▶ [DIRECTIONS]:
[1] Using the book review below, decide whether each statement agrees with it, answering yes or no and quoting the deciding words: (a) Ellen Craft disguised herself as a sick, rich White young man; (b) the book is described as a fictionalized work; (c) the Crafts escaped from Boston.
[2] Repeat the book review below word for word, everything from "Master Slave Husband Wife by Ilyon Woo *****" down to "with Jim Crow.".

▶ [SELECTED EXTRACT]:

Master Slave Husband Wife by Ilyon Woo *****

Master Slave Husband Wife by Ilyon Woo starts in 1848 when Ellen and William Craft self-emancipate themselves from Macon, Georgia. To escape from Macon, Ellen disguises herself as a “sick, rich, White young man—a most respectable-looking gentleman,” and William accompanies her as her slave. In Boston, they run into northern racism and the Fugitive Slave Act. “This work is not fictionalized.” “The absence of a happy ending may partly explain why the Crafts are not better known.” Why no happy ending? The book opens with the Fugitive Slave Act and closes with Jim Crow.

In between the Fugitive Slave Act and Jim Crow the Crafts overcame many obstacles and had many happy successes. Their story is the opposite of the story of the American South. While the Civil War and Reconstruction represented a high point for the Crafts and other enslaved people, the white supremacists and racists recovered their pre-Civil War power before the death of the Crafts.

▶ [EXTRACTED MATERIAL]:
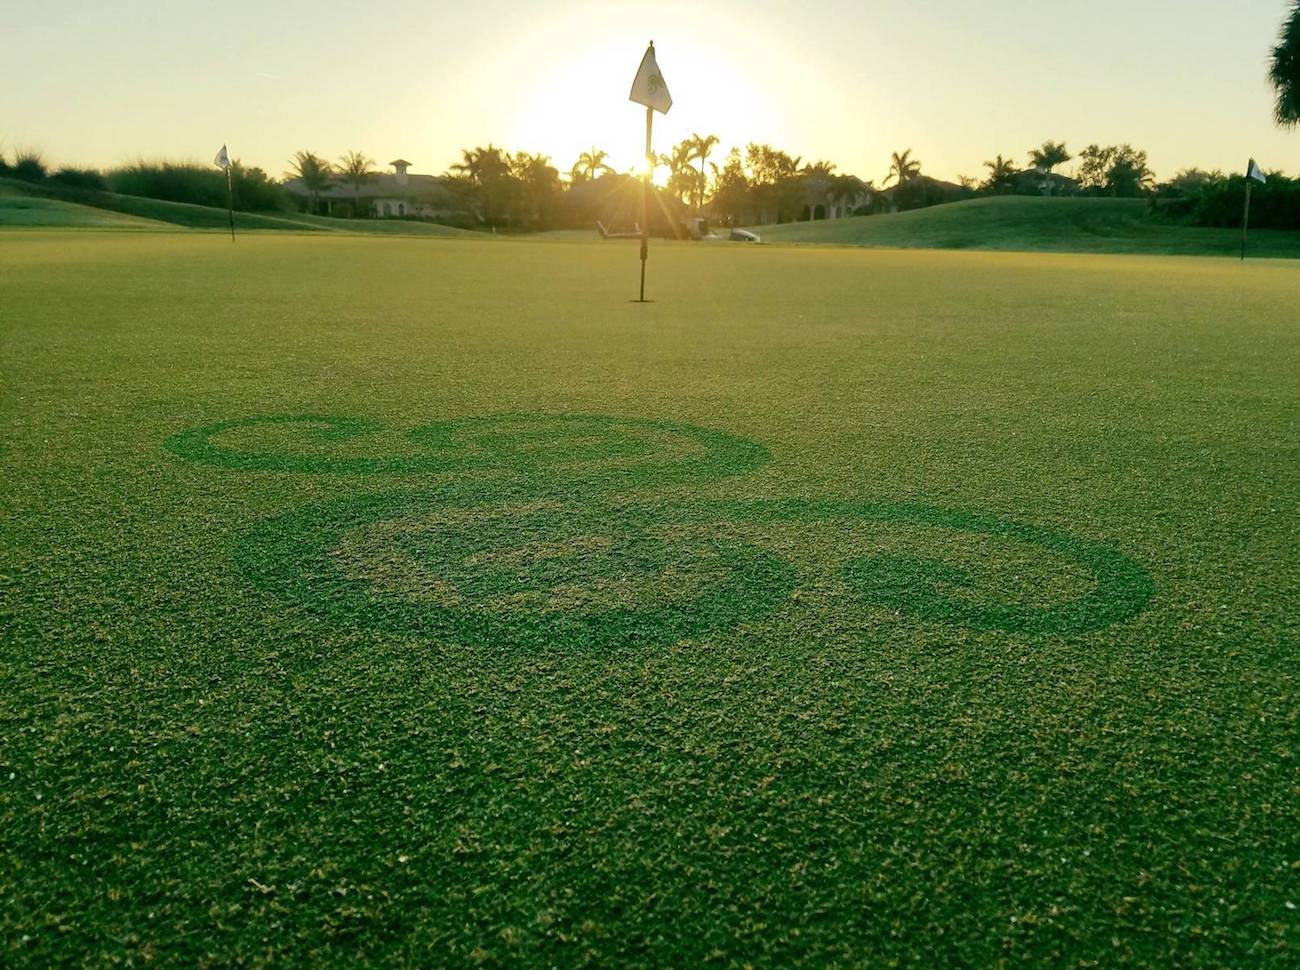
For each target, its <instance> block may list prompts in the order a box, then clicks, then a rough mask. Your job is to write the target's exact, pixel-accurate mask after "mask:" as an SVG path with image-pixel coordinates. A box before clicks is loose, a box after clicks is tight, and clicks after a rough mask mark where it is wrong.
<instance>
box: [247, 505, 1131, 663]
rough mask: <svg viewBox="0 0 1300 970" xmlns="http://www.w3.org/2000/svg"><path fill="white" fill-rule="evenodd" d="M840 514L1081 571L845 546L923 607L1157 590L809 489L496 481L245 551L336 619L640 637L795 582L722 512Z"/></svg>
mask: <svg viewBox="0 0 1300 970" xmlns="http://www.w3.org/2000/svg"><path fill="white" fill-rule="evenodd" d="M836 521H866V523H891V524H904V525H909V524H910V525H920V527H939V528H943V529H948V531H956V532H962V533H974V534H976V536H980V537H991V538H993V540H996V541H1001V542H1008V544H1018V545H1026V546H1030V547H1032V549H1035V550H1036V551H1041V553H1043V554H1044V555H1045V557H1047V558H1048V559H1049V560H1053V562H1054V560H1057V559H1058V560H1061V562H1063V563H1067V564H1073V566H1074V567H1076V568H1078V570H1080V571H1082V572H1083V573H1084V575H1086V576H1087V577H1088V580H1089V583H1091V589H1088V592H1086V593H1083V594H1082V596H1078V597H1075V598H1071V599H1069V601H1066V602H1062V603H1060V605H1054V606H1047V607H1041V606H1031V605H1024V603H1009V602H1002V601H998V599H997V598H996V597H991V596H989V593H988V590H982V589H980V588H979V585H978V583H976V581H975V577H974V576H972V575H971V573H970V572H969V571H967V570H963V568H961V567H959V566H954V564H950V563H945V562H941V560H939V559H935V558H927V557H918V555H910V554H905V555H900V554H875V555H866V557H865V555H857V554H853V551H852V545H850V544H845V545H844V551H842V553H841V555H842V560H841V562H842V564H841V566H840V577H841V580H842V583H844V596H845V597H848V598H850V599H855V601H859V602H865V603H868V605H871V606H883V607H888V609H892V610H897V611H898V612H901V614H905V615H909V616H914V618H918V619H923V620H931V622H939V623H948V624H954V625H961V627H967V628H972V629H979V631H985V629H1000V631H1005V632H1010V633H1056V635H1061V633H1083V632H1088V631H1095V629H1101V628H1104V627H1108V625H1112V624H1114V623H1118V622H1122V620H1125V619H1128V618H1131V616H1134V615H1136V614H1138V612H1140V611H1141V610H1143V609H1144V607H1145V606H1147V603H1148V601H1149V599H1151V597H1152V594H1153V590H1154V586H1153V584H1152V581H1151V579H1149V576H1148V575H1147V572H1145V571H1144V570H1143V568H1141V567H1139V566H1138V564H1136V563H1134V562H1132V560H1130V559H1128V558H1126V557H1125V555H1123V554H1121V553H1118V551H1117V550H1113V549H1110V547H1108V546H1104V545H1100V544H1095V542H1088V541H1086V540H1080V538H1078V537H1074V536H1069V534H1066V533H1061V532H1054V531H1052V529H1045V528H1041V527H1036V525H1027V524H1023V523H1014V521H1008V520H1002V519H997V518H995V516H988V515H979V514H971V512H963V511H956V510H944V508H932V507H927V506H917V505H894V503H885V502H841V501H803V499H762V501H740V502H737V501H710V502H686V503H666V505H660V506H619V505H611V503H607V502H604V501H602V499H599V498H591V499H589V501H585V502H584V501H582V499H575V501H564V499H563V498H560V497H559V493H552V494H550V495H533V494H529V493H528V492H526V490H519V489H515V490H502V489H500V488H499V486H495V485H484V486H480V488H478V489H477V490H474V489H467V488H448V489H445V490H432V492H402V493H389V494H381V495H365V497H360V498H355V499H346V501H342V502H329V503H322V505H315V506H307V507H304V508H300V510H298V511H294V512H290V514H287V515H283V516H278V518H276V519H272V520H269V521H266V523H263V524H261V525H260V527H257V528H256V529H255V531H253V532H252V533H250V534H248V536H247V537H246V540H244V541H243V542H242V544H240V546H239V551H238V560H239V564H240V567H242V568H243V571H244V572H246V573H247V575H248V576H250V579H251V580H252V581H253V583H255V584H257V585H259V586H261V588H264V589H268V590H270V592H274V593H277V594H278V596H281V597H283V598H286V599H290V601H294V602H296V603H299V605H302V606H304V607H307V609H308V610H311V611H313V612H317V614H320V615H324V616H328V618H330V619H331V620H334V622H338V623H341V624H346V625H355V627H363V628H377V629H386V631H394V632H403V633H409V635H417V636H425V637H430V638H437V640H447V641H458V642H461V641H472V642H480V644H493V642H511V644H519V642H534V644H552V642H563V644H568V645H572V646H578V648H601V646H614V645H632V646H634V645H646V644H671V642H676V641H679V640H685V638H690V637H697V636H703V635H707V633H712V632H719V631H725V629H729V628H733V627H736V625H738V624H741V623H744V622H745V620H749V619H753V618H757V616H762V615H764V614H767V612H771V611H772V610H775V609H777V607H779V606H780V605H781V603H783V602H784V601H785V599H787V598H788V597H789V594H790V593H792V592H793V590H794V588H796V586H797V584H798V583H800V579H801V577H800V572H798V568H797V567H796V566H794V564H793V563H790V562H788V560H787V559H785V558H784V557H783V555H781V554H779V553H776V551H772V550H770V549H764V547H763V546H762V544H761V542H759V541H754V540H753V538H745V537H737V536H735V534H729V532H728V525H733V524H750V525H771V524H789V523H809V524H810V523H836ZM357 536H360V537H361V538H360V541H359V540H357V538H356V537H357ZM350 544H351V545H350ZM376 545H377V546H381V547H386V551H385V550H383V549H380V550H376V549H374V546H376ZM359 546H360V553H357V547H359ZM367 546H369V549H367Z"/></svg>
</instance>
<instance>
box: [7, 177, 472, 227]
mask: <svg viewBox="0 0 1300 970" xmlns="http://www.w3.org/2000/svg"><path fill="white" fill-rule="evenodd" d="M0 198H9V199H17V198H27V199H32V200H35V199H39V200H44V202H47V203H61V204H72V205H77V207H79V208H81V209H99V211H103V212H112V213H118V215H120V216H129V217H134V218H136V220H149V221H152V222H157V224H168V225H170V226H173V228H175V226H179V228H185V229H213V230H224V229H227V228H229V225H230V221H229V220H230V216H229V213H227V211H226V209H221V208H212V207H209V205H191V204H188V203H181V202H162V200H161V199H144V198H139V196H135V195H118V194H116V192H101V191H98V190H94V189H70V187H66V186H57V185H51V183H39V185H38V183H31V182H22V181H18V179H5V178H0ZM9 208H10V211H13V212H18V211H21V208H22V207H19V205H18V204H17V203H14V204H12V205H10V207H9ZM59 208H60V207H59V205H57V204H56V205H53V207H49V205H30V207H27V211H29V212H30V213H31V215H30V218H31V220H42V218H44V220H51V221H22V220H21V218H19V217H18V216H13V217H8V218H6V217H5V216H4V213H3V212H0V225H69V226H72V225H92V224H95V225H99V226H100V228H110V229H120V228H126V226H125V225H123V224H121V222H114V221H113V220H112V218H110V217H104V218H101V220H99V221H98V222H95V221H94V218H92V217H91V216H90V215H85V213H83V215H82V216H81V218H82V220H83V221H79V222H59V221H56V220H57V218H60V216H59V215H57V211H59ZM133 228H139V226H133ZM235 229H237V230H257V229H260V230H273V231H298V233H313V231H334V233H350V234H360V235H434V237H452V235H463V237H474V235H477V234H476V233H471V231H468V230H464V229H455V228H451V226H441V225H435V224H430V222H408V221H406V220H364V218H357V220H351V218H329V217H326V216H307V215H303V213H285V215H266V213H259V212H235Z"/></svg>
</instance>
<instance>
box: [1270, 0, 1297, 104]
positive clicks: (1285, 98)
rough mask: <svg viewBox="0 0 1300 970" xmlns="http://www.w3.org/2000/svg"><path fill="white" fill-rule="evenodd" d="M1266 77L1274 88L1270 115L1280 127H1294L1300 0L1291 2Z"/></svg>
mask: <svg viewBox="0 0 1300 970" xmlns="http://www.w3.org/2000/svg"><path fill="white" fill-rule="evenodd" d="M1269 81H1271V82H1273V87H1274V88H1275V90H1277V92H1278V103H1277V105H1275V107H1274V109H1273V114H1274V117H1275V118H1277V120H1278V124H1279V125H1282V127H1295V125H1296V124H1297V122H1300V0H1295V1H1294V3H1292V4H1291V16H1290V17H1287V20H1286V22H1284V23H1283V25H1282V35H1281V36H1279V38H1278V46H1277V47H1274V48H1273V66H1271V68H1270V69H1269Z"/></svg>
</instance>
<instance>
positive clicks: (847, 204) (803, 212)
mask: <svg viewBox="0 0 1300 970" xmlns="http://www.w3.org/2000/svg"><path fill="white" fill-rule="evenodd" d="M874 198H875V190H874V189H872V187H871V186H870V185H867V183H866V182H863V181H862V179H861V178H857V177H854V176H849V177H848V178H835V177H827V176H810V177H806V178H805V179H803V211H802V213H801V215H800V221H802V222H811V221H815V220H822V218H844V217H845V216H852V215H853V212H854V209H858V208H861V207H863V205H870V204H871V200H872V199H874Z"/></svg>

▶ [ANSWERS BY ITEM]:
[1]
(a) Yes: "Ellen disguises herself as a “sick, rich, White young man"
(b) No: "This work is not fictionalized."
(c) No: "Ellen and William Craft self-emancipate themselves from Macon, Georgia"

[2]
Master Slave Husband Wife by Ilyon Woo *****

Master Slave Husband Wife by Ilyon Woo starts in 1848 when Ellen and William Craft self-emancipate themselves from Macon, Georgia. To escape from Macon, Ellen disguises herself as a “sick, rich, White young man—a most respectable-looking gentleman,” and William accompanies her as her slave. In Boston, they run into northern racism and the Fugitive Slave Act. “This work is not fictionalized.” “The absence of a happy ending may partly explain why the Crafts are not better known.” Why no happy ending? The book opens with the Fugitive Slave Act and closes with Jim Crow.